** Point-per-instance localization data **
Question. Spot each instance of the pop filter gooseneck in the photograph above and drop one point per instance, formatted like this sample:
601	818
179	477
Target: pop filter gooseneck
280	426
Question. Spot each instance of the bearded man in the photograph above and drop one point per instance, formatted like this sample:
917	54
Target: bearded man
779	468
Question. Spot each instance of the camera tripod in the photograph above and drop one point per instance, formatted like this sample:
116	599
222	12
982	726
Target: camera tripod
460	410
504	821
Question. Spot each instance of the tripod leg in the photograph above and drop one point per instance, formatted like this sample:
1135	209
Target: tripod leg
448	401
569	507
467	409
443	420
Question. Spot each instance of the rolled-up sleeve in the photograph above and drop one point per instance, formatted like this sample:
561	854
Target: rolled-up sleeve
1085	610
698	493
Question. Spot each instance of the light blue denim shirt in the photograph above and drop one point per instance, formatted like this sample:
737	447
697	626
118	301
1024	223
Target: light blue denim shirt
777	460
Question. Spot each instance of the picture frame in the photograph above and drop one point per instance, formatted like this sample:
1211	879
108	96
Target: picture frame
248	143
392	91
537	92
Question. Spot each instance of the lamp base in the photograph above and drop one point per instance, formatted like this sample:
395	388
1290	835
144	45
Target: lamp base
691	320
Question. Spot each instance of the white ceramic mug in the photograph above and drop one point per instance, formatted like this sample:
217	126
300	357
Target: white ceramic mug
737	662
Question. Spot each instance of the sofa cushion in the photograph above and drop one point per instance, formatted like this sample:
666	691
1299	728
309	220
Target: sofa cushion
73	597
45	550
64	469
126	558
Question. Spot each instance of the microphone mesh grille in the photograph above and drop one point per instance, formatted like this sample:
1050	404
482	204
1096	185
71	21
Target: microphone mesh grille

** YOUR OBJECTIVE **
Some lines above contain the word "microphone". Copy each of them.

** ANSWER TO THIS EXERCISE **
Question. Spot each instance of the microphone mesh grille in the photograph above and drop one point per instance, formatted like this sample:
Target: microphone mesh grille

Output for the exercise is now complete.